■ TEXT UNDER STUDY
I posted a few weeks ago (or longer) that my daughter would be coming to visit – since the ‘2 days and a wake up’ post, I haven’t really expanded on how things went, other than they didn’t go as expected or as I’d hoped.
A week ago, my daughter went home and I sunk into a deep depression and finally, today, I am feeling ‘up’ to talking about how things went.
My daughter is being horrifically neglected. Not in an ‘I’m over sensitive because she’s my daughter and they are adoptive parents and they will never be good enough’ kind of way…but in a ‘OH MY GOD WHAT ARE YOU DOING TO HER! HER FEET ARE DEFORMED!’ kind of way.
My daughters parents have struggled with mental illness, bad life choices, bad marriage situations and constant relocations – they are unstable. They weren’t when I placed kiddo with them, but shortly after I placed, something ‘happened’ (no, I don’t know what) and they not only feel off the rocker, the rocker is totally in the other room.
I first noticed the issues four (maybe five?) years ago. They came to visit and things were just not as ‘great’ as I thought they should be (listen, I’ve been a single parent, with a single income – my expectations aren’t that high)…but I pushed it to the back of my head and just mustered through.

(Localization data with one point per instance)
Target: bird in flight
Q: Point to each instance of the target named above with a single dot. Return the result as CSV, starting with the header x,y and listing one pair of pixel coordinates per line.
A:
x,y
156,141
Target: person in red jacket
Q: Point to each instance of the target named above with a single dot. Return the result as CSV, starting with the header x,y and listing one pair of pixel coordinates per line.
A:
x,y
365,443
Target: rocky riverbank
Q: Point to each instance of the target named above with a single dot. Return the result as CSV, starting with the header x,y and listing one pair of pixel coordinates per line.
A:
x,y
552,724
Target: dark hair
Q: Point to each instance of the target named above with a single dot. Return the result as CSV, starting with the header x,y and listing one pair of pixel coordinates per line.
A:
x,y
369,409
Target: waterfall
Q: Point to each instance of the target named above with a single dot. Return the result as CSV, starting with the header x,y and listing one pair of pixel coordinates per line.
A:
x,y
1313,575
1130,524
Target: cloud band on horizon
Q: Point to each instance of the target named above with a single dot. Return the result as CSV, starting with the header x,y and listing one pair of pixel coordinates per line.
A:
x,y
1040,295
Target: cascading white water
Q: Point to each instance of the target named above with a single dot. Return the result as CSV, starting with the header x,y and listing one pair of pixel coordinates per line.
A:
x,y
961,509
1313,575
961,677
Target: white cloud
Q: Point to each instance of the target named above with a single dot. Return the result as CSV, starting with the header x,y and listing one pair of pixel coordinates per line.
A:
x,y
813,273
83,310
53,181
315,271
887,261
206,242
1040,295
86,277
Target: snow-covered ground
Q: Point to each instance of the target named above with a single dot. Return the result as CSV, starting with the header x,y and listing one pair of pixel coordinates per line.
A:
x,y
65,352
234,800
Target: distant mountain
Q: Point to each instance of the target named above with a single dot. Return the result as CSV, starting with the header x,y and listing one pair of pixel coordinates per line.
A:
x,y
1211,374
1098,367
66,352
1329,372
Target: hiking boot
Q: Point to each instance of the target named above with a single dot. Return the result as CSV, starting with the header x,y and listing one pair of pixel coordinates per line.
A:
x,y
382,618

■ TASKS AND EXERCISES
1. Copy word for word the part of the post about the daughter's visit that begins at the words "I posted a few" and stops after "as I’d hoped.".
2. Resume the post about the daughter's visit and continue writing it after its last sentence.
The material has nothing to do with the post about the daughter's visit.

■ EXERCISE RESULTS
1.
I posted a few weeks ago (or longer) that my daughter would be coming to visit – since the ‘2 days and a wake up’ post, I haven’t really expanded on how things went, other than they didn’t go as expected or as I’d hoped.

2.
Then, when we had another visit, several years later (lots of moving, financial stuff and just bad timing kept us apart for a while) things ‘seemed’ better…
So I let it go.
Now, two weeks ago, I am standing at the airport and I see my daughter walking towards me wearing the nastiest, dirties, torn up, to small clothes I have ever seen…and her shoes were almost two sizes to small too…but I didn’t know that right then.
To say that I am angry would be the biggest understatement known to man.
I spent a week teaching my daughter about using sanitary napkins (it was her third period and no one had time to show her how to use a pad), I showed her how to bathe, because it was clear, she had not been instructed, I took her shopping to buy her shoes, clothes, underwear (she came with no underpants or bra and clearly needed one!) all of this, with her mom in tow, completely oblivious to her shortcomings.
After they’d been here about four days, I decided it was time that I confront her mom and tell her how I feel. Her response, “Kiddo wants to come live with you and I’m not opposed to the idea’.
We talked long and hard – and the end result is that her mother KNOWS she’s not cutting the mustard, she admits that dad is verbally abusive to both of them, but she wont leave and she wont get help…so she asked me to ‘step up’ and pick up where she is clearly leaving off.
So, I am.
Tonight, she called me to tell me that Kiddo won’t mind/listen to her and could I please talk to her.
Kiddo will be back here in a few weeks for the remainder of the summer and may stay for the school year, we’re still talking about that.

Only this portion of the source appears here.